** Begin GIVEN PASSAGE **

Once everything is square with the venue I will post an official thread regarding it. Be looking for it!
Any suggestions/comments/concerns/questions leave a reply or PM me.


----------



## Michael Womack (Dec 19, 2012)

ducttapecuber said:


> Sadly this competition will have to be unofficial. I contacted several delegates and none could make it. But a couple said that they could make it another time, so there is hope for an OFFICIAL NC competition.
> The set up goes as follows (as of now, but could change):
> Date: Saturday April 20th- hopefully we will start at around noon so that people with a bit of a drive are able to come.
> Events:
> ...



I want to be a scrambler for 2x2 and pyraminx


----------



## ducttapecuber (Dec 19, 2012)

Michael Womack said:


> I want to be a scrambler for 2x2 and pyraminx


Once I get sign ups, up make sure to tell me you want to be a scrambler. I really appreciate the help!


----------



## Michael Womack (Dec 19, 2012)

ducttapecuber said:


> Once I get sign ups, up make sure to tell me you want to be a scrambler. I really appreciate the help!



Ok thanks, I'll try to come.


----------



## ducttapecuber (Jan 3, 2013)

Sorry that official information has not come out yet! I have been extremely busy with school, band, and the holidays. Information should be out by the end of the month! So sorry for the wait, I know some of you need this info to make your plans (i have gotten a lot of messages regarding it). I will release everything once it is set in stone.
And is there any uncommon or even unofficial (non-wca) puzzles or events you want?
Thanks!


----------



## Michael Womack (Jan 3, 2013)

ducttapecuber said:


> Sorry that official information has not come out yet! I have been extremely busy with school, band, and the holidays. Information should be out by the end of the month! So sorry for the wait, I know some of you need this info to make your plans (i have gotten a lot of messages regarding it). I will release everything once it is set in stone.
> And is there any uncommon or even unofficial (non-wca) puzzles or events you want?
> Thanks!



Skewb,magic


----------



## ducttapecuber (Jan 3, 2013)

Michael Womack said:


> Skewb,magic



thanks! Those were the main ones I was thinking.
 *and the date will be APRIL 20th*


----------



## Michael Womack (Jan 3, 2013)

ducttapecuber said:


> thanks! Those were the main ones I was thinking.
> *and the date will be APRIL 20th*



Cool so were on the same page.


----------



## ducttapecuber (Jan 16, 2013)

Quicky Update:
This week everything will be squared away with the venue. Within the next 1-2 weeks I will have a website up for registration.
_What you need to know as a competitor:_ Every competitor, if capable, will be either a judge or scrambler, or both. There isn't any funds for timers so the organizational ream asks people to bring what they have, even qj timers.
_Here is a basic copy and pasted word document explaining everything to the non-cubing administration:_
Charlotte Open Winter 2013 (COW 2013)
April 20th 2013
The COW 2013 is an unofficial Rubik’s Cube competition. This means that cubers from all around are invited to compete to see who is the fastest at various twisty puzzles, such as the original Rubik’s cube. Even though this competition is unofficial is will follow all World Cube Association (WCA) Regulations..

** End GIVEN PASSAGE **
** Begin LISTED RECORDS **

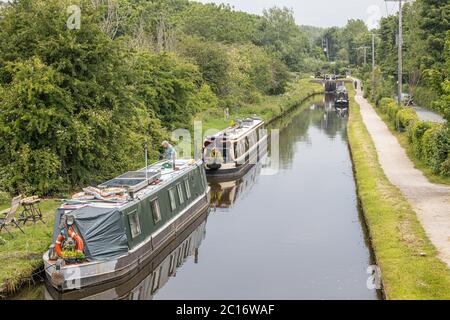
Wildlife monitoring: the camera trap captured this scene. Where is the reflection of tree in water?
[312,94,347,140]
[269,96,347,168]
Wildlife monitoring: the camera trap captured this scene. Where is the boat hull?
[43,188,210,292]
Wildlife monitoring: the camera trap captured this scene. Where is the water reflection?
[209,153,267,211]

** End LISTED RECORDS **

▶ _CHALLENGE_
In the forum thread, condense ducttapecuber's paragraph beginning "Sorry that official information has not come out yet!" into a bulleted list that keeps its main facts.

▶ _SOLUTION TO THE EXERCISE_
- The official information has not been released yet.
- The organizer has been very busy with school, band, and the holidays.
- The information should be out by the end of the month.
- Some people need it to make plans, and many have sent messages about it.
- Everything will be released once it is set in stone.